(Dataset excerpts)
******

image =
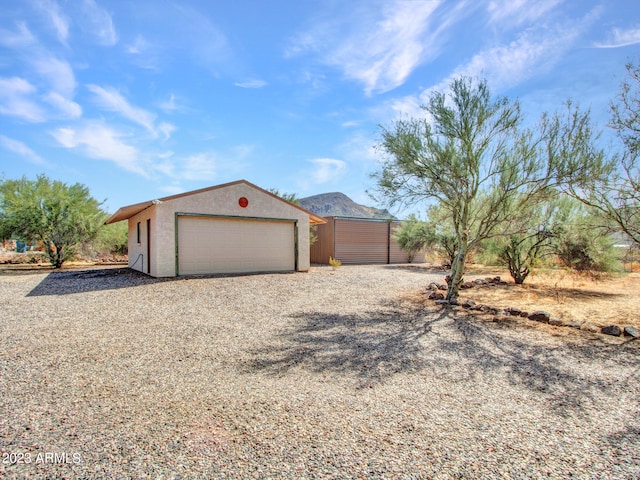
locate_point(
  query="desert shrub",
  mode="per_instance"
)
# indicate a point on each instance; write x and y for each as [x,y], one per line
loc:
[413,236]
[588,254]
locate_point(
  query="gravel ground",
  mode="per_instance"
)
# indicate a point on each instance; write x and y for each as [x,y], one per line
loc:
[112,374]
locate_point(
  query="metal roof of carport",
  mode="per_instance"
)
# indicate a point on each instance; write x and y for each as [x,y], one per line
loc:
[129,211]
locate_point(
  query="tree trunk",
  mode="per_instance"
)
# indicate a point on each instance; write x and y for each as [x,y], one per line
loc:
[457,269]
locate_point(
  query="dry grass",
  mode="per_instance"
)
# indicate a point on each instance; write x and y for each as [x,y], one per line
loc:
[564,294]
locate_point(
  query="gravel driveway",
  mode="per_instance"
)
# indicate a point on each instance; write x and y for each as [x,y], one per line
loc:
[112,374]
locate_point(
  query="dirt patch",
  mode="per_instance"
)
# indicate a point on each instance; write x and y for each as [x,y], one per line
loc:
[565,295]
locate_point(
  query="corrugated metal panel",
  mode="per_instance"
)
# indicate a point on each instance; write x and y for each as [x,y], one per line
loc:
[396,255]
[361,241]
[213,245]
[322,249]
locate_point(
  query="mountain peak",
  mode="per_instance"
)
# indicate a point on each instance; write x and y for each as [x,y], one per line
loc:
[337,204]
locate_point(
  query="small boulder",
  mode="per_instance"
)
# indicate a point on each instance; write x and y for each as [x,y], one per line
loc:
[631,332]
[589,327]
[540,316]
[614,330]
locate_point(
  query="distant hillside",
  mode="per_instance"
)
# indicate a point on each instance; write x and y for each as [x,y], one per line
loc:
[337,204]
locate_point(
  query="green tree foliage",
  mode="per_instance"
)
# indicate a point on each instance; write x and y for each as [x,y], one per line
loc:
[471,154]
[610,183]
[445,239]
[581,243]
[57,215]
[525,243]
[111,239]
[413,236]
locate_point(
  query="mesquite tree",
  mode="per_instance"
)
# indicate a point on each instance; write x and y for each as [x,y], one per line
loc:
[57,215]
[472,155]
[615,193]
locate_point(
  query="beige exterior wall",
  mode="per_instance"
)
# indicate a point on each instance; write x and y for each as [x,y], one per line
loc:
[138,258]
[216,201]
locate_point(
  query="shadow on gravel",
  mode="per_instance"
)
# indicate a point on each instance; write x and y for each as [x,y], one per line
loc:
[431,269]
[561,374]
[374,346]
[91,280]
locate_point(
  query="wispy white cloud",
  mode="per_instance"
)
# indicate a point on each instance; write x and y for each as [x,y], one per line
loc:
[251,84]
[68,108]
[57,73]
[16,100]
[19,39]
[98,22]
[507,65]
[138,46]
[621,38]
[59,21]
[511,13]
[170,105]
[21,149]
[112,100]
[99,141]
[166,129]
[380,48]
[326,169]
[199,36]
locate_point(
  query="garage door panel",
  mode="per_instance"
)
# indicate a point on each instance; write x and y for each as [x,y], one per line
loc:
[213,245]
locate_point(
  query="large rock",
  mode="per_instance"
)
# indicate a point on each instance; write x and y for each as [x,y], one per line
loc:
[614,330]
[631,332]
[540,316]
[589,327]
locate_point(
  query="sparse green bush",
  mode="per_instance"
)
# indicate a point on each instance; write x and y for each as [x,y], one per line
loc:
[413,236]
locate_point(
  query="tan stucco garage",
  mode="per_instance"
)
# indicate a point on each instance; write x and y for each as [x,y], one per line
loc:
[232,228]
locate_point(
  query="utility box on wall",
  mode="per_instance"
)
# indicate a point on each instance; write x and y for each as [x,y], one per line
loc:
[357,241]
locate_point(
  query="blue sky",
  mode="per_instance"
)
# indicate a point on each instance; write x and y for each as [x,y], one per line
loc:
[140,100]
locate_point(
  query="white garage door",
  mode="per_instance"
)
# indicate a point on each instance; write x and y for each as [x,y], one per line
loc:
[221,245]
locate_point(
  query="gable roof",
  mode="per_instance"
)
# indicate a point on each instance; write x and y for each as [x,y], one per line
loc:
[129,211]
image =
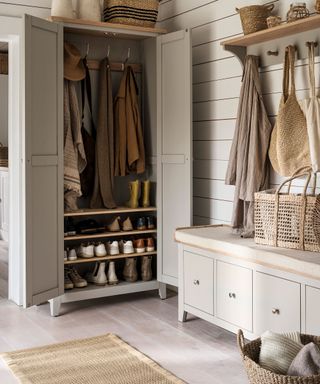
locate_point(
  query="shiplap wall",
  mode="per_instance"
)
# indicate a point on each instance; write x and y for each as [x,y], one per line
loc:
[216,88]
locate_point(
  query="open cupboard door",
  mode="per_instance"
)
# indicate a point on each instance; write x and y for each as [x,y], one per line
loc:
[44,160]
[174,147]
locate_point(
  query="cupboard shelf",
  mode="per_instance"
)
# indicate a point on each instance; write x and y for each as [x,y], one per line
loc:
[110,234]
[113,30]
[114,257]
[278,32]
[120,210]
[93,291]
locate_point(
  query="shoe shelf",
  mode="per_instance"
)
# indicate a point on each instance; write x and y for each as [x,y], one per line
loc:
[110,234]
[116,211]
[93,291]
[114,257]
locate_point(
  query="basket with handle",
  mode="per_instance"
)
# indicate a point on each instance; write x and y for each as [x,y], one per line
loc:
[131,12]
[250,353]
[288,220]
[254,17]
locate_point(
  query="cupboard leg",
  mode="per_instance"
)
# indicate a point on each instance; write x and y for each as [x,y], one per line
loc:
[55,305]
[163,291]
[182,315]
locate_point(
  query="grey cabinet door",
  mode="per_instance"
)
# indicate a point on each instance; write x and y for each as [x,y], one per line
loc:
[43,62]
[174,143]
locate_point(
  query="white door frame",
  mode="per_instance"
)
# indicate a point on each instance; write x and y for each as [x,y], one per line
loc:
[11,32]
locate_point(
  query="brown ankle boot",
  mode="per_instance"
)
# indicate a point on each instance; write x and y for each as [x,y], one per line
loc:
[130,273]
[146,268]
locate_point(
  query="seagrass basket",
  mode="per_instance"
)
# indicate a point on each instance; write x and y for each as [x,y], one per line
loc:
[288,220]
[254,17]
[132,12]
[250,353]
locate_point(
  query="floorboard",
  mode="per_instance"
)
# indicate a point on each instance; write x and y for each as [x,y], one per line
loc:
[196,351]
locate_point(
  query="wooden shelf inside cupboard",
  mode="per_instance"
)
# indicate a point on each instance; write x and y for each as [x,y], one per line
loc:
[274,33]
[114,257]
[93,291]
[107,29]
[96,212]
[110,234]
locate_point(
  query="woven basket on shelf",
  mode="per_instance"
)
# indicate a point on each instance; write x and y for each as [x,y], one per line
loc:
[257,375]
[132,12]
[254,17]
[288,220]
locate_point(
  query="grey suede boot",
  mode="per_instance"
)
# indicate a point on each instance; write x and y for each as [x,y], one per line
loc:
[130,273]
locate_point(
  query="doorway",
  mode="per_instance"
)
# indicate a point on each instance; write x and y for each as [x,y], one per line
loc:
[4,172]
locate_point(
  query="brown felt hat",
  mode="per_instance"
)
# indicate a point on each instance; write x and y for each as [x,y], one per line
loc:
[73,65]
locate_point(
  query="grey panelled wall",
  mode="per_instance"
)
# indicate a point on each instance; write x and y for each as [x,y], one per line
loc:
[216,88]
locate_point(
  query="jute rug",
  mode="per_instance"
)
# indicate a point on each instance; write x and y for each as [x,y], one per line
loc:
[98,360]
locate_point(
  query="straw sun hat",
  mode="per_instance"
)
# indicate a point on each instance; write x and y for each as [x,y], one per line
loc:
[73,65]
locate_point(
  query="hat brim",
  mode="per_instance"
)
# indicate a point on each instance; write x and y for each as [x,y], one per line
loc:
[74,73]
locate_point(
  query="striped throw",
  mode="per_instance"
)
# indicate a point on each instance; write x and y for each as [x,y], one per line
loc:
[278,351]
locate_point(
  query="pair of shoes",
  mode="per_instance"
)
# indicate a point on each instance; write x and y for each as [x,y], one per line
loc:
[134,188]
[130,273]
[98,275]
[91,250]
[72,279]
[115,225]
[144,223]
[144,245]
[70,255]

******

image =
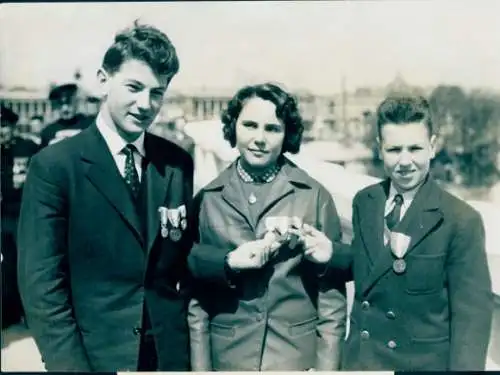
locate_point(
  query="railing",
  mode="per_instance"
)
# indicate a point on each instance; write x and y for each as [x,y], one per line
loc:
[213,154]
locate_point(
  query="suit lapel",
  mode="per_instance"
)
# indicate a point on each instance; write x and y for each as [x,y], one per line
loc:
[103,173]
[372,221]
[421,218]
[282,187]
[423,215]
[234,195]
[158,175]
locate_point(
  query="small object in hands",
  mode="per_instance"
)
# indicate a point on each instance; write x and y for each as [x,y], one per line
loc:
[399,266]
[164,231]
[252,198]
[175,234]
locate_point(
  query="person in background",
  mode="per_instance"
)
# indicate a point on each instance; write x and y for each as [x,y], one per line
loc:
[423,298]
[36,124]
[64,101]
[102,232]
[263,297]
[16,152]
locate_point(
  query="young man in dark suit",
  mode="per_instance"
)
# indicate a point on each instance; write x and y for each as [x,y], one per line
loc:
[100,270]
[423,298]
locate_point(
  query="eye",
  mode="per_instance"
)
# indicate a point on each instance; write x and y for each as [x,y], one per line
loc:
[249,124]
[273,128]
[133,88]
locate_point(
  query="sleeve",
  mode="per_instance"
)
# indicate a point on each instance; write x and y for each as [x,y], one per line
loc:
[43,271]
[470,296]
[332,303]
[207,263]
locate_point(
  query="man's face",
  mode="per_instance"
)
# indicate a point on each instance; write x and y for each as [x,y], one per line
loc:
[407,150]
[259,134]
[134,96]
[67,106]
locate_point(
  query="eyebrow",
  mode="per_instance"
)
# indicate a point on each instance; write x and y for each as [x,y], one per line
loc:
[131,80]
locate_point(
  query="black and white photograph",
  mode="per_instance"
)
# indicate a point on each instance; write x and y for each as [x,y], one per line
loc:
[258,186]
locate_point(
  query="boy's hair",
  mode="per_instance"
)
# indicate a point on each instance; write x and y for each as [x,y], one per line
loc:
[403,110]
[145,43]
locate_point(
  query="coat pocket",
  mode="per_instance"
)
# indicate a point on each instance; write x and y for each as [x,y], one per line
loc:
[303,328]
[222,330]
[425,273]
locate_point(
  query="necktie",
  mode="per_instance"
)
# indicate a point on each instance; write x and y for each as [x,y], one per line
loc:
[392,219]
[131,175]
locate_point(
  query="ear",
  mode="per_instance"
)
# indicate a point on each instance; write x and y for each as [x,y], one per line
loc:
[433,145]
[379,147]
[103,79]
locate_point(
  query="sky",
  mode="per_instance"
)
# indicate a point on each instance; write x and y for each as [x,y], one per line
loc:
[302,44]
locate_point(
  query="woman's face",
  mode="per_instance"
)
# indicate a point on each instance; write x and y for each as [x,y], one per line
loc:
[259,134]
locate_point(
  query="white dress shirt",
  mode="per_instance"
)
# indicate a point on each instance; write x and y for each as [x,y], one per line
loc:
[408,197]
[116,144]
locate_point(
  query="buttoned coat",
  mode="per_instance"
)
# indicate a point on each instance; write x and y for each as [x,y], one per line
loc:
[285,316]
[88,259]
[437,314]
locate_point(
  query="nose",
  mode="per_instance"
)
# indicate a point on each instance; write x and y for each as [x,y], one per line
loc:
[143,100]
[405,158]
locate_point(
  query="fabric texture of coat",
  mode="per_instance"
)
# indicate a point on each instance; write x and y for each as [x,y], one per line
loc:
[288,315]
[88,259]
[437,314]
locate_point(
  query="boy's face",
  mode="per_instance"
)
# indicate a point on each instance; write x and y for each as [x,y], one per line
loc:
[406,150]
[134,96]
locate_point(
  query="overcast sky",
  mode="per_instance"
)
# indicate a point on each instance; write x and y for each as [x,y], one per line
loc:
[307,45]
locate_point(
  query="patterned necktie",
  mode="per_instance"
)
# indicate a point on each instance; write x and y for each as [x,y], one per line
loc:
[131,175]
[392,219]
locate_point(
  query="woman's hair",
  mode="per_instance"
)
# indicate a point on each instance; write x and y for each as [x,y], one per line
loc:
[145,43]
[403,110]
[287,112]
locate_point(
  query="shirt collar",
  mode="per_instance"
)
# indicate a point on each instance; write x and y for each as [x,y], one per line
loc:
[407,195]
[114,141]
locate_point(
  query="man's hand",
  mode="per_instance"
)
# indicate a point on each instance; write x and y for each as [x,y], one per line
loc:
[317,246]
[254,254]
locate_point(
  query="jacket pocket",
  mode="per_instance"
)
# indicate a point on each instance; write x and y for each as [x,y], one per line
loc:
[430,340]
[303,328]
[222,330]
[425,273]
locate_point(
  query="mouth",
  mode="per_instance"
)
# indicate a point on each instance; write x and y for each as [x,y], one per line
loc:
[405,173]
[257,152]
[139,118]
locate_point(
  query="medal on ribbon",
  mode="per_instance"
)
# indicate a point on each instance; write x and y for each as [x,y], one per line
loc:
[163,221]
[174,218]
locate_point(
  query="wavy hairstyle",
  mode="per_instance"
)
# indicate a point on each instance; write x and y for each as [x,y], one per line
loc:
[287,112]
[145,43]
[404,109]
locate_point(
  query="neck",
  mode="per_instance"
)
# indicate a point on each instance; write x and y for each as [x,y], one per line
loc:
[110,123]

******

Copy each line above that contains the string "boot".

  query="brown ankle boot",
  query="grey suede boot",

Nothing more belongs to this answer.